Лишнее и необходимое. «Старый петух, запечённый в глине». Лев Лосев замечает, что Довлатов знал секрет, как писать интересно. Причем секрет этот (я продолжу мысль Л. Лосева) заключался не в фабуле, а в самом языке произведения, в интонации рассказчика, в ритме повествования. В этом смысле Довлатова можно считать верным русской литературной традиции, ибо никакая другая литература не отвращалась так от острого сюжета, как русская реалистическая литература. Хотя полностью отлучить Довлатова от того, что Лосев в своей замечательной статье назвал «авангардизмом», вряд ли удастся. Овладевший секретом, как писать интересно поверх фабулы, помимо сюжета, Довлатов знал и еще кое-какие секреты. «… Авангардисты, – презрительно замечает Лосев, – прибегают к трюкам… Те, кто поначитанней, посмышленее, натягивают собственную прозу на каркас древнего мифа…» Так и Довлатов делает это, но умело, почти незаметно.

В «Филиале» Довлатов вспоминает, как ездил купаться с любимой девушкой на ленинградское взморье: «Напротив расположился мужчина с гончим псом. Он успокаивал собаку, что-то говорил ей. За моей спиной шептались девушки. Одна из них громко спрашивала: “Да, Лида?” И они начинали смеяться». Услышали? Распознали «каркас древнего мифа»? Огромный мужчина, великан, богатырь, полюбивший ветреную женщину, ради нее поломавший свою жизнь, – Самсон? Да-ли-да? Услышали? И если услышали, то можете если не засмеяться, то хотя бы улыбнуться. В «Филиале» Довлатов пересказывает один из вариантов мифа о Самсоне и подсказывает читателю: «„Да, Лида?” И они начали смеяться…»

В последнем своем рассказе «Старый петух, запеченный в глине» Довлатов на «каркас» классической истории о короле Лире «натягивает» современную фантасмагорическую историю о непредсказуемости судьбы («пока жареный петух в зад не клюнет» – эпиграф, который напрашивается из заглавия и содержания рассказа). Эта новелла кажется мне столь значимой для Довлатова, а история короля Лира так изящно вмонтирована в ее текст, что я позволю себе остановиться на последнем рассказе Довлатова подольше. В нем писатель еще раз сформулировал для себя что-то очень важное, сюжето– и смыслообразующее. Правда, важное это обозначено словом «лишнее». Итак, пожилому писателю-эмигранту в четыре утра звонят из полицейского участка. Мистер Страхуил просит внести за него «выкуп». «„Кто?” – не понял я. „Мистер Страхуил”, – еще раз, более отчетливо выговорил полицейский. И тут же донеслась российская скороговорка: „Я дико извиняюсь, гражданин начальник. Страхуил вас беспокоит. Не помните? Восемьдесят девятая статья, часть первая. Без применения технических средств… Шестой лагпункт, двенадцатая бригада, расконвоированный по кличке Страхуил”».

___

Перечислите, в чем, по словам автора фрагмента о Довлатове, заключался секрет того, как писать интересно.

___

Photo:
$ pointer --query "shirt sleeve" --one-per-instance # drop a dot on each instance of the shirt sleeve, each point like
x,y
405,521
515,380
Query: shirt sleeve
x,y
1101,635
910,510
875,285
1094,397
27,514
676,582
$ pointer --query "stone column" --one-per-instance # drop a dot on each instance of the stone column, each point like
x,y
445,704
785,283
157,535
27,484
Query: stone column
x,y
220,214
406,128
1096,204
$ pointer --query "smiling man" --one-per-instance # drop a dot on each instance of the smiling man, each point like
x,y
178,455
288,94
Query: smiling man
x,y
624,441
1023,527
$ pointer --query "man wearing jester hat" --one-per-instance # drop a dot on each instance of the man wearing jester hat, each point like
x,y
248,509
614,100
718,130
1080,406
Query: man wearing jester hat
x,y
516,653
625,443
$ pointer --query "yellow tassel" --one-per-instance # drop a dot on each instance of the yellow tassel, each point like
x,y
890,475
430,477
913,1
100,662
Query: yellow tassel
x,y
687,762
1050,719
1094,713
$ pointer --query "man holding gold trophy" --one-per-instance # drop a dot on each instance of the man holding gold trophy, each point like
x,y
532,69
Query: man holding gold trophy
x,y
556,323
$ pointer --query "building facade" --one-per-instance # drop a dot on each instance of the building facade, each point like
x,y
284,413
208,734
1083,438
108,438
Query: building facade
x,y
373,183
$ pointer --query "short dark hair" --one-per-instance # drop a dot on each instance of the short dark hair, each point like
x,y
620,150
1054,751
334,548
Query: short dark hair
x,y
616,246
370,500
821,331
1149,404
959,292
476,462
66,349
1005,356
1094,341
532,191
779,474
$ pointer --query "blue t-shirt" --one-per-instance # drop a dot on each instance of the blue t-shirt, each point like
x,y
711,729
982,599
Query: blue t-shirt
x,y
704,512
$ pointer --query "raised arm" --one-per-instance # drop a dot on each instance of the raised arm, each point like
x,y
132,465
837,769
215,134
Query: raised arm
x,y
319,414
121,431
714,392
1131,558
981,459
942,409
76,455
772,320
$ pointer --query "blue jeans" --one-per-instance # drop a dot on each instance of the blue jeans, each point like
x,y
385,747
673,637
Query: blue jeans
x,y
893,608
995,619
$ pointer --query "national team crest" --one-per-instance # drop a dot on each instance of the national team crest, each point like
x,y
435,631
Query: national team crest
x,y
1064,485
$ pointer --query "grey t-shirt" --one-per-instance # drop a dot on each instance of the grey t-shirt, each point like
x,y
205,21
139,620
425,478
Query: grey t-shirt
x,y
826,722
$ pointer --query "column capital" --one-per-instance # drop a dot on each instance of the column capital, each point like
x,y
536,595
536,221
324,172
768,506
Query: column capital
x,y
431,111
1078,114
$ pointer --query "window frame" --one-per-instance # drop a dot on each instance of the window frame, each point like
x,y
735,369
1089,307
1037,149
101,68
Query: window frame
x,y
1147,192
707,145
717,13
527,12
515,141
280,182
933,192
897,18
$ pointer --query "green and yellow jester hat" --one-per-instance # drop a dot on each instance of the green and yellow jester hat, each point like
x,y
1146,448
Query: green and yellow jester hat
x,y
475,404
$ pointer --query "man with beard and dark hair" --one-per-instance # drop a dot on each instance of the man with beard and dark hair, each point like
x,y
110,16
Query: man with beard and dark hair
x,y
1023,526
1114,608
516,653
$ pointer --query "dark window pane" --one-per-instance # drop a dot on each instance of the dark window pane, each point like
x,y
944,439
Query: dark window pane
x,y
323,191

___

- РЕЗУЛЬТАТ -
- в самом языке произведения
- в интонации рассказчика
- в ритме повествования